◆ **Excerpt provided**
☆ ☆ ☆ ☆

Habsburg victory over Bohemia during the Thirty Years’ War was an important step in this direction. Ferdinand II (r. 1619–1637) drastically reduced the power of the Bohemian Estates, the largely Protestant representative assembly. He also confiscated the landholdings of Protestant nobles and gave them to his supporters. After 1650 a large portion of the Bohemian nobility was of recent origin and owed its success to the Habsburgs.

With the support of this new nobility, the Habsburgs established direct rule over Bohemia. Under their rule, the condition of the serfs worsened substantially. The Habsburgs also successfully eliminated Protestantism in Bohemia. These changes were important steps in creating absolutist rule.

Ferdinand III (r. 1637–1657) continued to build state power. He centralized the government in the empire’s German-speaking provinces, which formed the core Habsburg holdings, and established a permanent standing army. Between 1683 and 1699 the Habsburgs pushed the Ottomans from most of Hungary and Transylvania. The recovery of all the former kingdom of Hungary was completed in 1718.

Despite its reduced strength, the Hungarian nobility effectively thwarted the full development of Habsburg absolutism. Throughout the seventeenth century Hungarian nobles periodically rose in revolt against the Habsburgs. In 1703, with the Habsburgs bogged down in the War of the Spanish Succession, the Hungarians rose in one last patriotic rebellion under Prince Francis Rákóczy (RAH-coht-see). Rákóczy and his forces were eventually defeated, but the Habsburgs agreed to restore many of the traditional privileges of the Hungarian aristocracy in return for the country’s acceptance of Habsburg rule.

Elsewhere, the Habsburgs made significant achievements in state-building by forging consensus with the church and the nobility. A sense of common identity and loyalty to the monarchy grew among elites in Habsburg lands. German became the language of the state, and Vienna became the political and cultural center of the empire.

☆ ☆ ☆ ☆

◆ **Supplied entries**

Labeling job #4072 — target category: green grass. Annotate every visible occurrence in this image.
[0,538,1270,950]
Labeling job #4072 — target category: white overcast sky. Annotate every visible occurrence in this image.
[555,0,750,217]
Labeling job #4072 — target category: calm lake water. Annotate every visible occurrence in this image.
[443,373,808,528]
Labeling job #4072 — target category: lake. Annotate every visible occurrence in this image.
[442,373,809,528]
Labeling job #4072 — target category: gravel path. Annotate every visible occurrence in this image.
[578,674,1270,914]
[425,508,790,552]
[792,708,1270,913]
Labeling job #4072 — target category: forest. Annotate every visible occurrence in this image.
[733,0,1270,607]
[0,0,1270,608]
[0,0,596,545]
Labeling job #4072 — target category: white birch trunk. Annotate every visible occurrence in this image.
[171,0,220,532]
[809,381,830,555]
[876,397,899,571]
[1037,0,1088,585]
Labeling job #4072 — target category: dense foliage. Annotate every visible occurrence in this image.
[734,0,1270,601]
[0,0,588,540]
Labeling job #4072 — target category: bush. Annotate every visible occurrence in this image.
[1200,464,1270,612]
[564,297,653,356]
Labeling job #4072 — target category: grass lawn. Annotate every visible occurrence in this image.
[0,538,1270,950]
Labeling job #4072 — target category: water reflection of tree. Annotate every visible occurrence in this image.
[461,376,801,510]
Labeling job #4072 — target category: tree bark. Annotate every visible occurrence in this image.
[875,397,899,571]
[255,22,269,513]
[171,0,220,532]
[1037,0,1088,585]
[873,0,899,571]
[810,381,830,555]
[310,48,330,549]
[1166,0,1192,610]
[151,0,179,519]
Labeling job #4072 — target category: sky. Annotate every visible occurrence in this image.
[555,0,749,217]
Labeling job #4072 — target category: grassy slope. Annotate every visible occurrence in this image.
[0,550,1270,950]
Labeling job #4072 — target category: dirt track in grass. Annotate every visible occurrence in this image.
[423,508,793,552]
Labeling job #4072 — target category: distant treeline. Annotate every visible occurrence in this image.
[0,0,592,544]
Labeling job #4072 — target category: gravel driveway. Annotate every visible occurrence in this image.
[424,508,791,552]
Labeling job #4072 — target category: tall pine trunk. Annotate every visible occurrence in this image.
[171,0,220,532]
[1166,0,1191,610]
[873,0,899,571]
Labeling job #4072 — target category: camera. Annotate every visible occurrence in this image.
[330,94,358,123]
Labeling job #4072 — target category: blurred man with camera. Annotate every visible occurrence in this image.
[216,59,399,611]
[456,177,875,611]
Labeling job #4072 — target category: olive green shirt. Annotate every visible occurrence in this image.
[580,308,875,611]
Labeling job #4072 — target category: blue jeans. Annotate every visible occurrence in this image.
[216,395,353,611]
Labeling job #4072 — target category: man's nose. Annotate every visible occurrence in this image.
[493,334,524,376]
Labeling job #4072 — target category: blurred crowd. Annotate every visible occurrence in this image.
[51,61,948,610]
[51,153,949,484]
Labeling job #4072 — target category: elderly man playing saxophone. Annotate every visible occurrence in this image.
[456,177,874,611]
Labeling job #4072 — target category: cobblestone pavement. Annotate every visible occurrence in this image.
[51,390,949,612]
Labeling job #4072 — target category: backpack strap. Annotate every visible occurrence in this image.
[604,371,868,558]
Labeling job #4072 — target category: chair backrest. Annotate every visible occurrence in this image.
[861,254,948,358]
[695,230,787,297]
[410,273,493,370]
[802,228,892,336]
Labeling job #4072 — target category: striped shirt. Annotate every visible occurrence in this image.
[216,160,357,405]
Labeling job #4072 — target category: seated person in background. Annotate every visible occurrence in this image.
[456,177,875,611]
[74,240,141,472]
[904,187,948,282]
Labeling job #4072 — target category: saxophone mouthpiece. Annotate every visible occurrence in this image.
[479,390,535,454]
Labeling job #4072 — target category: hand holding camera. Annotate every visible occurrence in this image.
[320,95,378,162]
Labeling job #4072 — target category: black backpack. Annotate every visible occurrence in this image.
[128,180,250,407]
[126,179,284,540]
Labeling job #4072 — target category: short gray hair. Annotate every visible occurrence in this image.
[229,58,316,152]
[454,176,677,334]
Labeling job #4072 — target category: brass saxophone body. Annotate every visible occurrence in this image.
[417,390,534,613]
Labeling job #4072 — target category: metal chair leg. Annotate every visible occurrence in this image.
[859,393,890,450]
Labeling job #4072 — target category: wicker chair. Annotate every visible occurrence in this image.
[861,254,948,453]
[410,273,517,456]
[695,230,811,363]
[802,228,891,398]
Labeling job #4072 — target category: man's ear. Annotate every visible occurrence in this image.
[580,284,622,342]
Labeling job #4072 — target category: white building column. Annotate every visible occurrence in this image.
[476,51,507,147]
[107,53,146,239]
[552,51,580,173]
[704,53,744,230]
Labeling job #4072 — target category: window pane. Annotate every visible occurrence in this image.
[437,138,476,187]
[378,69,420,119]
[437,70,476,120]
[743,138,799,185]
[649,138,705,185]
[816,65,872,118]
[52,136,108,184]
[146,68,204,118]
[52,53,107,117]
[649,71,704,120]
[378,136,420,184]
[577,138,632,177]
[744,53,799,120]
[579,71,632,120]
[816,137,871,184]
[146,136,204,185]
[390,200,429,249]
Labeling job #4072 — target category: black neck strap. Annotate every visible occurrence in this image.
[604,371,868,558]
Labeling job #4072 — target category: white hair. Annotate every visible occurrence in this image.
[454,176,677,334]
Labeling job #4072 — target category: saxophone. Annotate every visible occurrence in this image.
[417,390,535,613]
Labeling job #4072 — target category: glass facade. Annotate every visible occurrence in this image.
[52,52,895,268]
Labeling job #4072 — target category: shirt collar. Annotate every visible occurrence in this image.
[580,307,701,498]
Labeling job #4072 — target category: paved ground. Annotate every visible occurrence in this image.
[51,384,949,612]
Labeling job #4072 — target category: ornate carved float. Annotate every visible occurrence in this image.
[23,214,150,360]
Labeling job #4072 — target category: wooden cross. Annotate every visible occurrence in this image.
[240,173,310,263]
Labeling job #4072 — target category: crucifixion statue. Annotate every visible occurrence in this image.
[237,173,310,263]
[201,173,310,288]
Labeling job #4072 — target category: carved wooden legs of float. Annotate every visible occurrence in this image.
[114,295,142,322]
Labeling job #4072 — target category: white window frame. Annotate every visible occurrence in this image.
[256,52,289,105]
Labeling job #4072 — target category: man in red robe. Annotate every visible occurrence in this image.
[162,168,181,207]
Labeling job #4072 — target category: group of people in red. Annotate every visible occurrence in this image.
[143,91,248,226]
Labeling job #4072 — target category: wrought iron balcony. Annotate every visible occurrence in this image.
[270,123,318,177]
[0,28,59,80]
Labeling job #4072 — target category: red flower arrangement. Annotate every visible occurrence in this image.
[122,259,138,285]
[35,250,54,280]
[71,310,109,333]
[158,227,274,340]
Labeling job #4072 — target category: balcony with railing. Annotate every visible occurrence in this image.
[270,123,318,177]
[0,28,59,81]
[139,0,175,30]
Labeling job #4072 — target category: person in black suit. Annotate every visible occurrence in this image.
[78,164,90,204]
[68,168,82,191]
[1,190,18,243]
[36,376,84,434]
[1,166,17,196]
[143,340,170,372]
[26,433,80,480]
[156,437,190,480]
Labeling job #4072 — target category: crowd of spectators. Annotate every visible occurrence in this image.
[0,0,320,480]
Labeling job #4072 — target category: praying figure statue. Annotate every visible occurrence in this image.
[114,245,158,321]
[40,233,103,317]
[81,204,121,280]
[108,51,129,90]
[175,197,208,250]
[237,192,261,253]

☆ ☆ ☆ ☆

◆ **Work to be completed**
Answer these questions on the Habsburg excerpt:
1. Besides centralizing the government, what did Ferdinand III establish?
2. In what year was the recovery of all the former kingdom of Hungary completed?
3. Which language became the language of the state?
You can set the listing aside; nothing here depends on it.

◆ **Solution to this exercise**
1. A permanent standing army.
2. 1718.
3. German.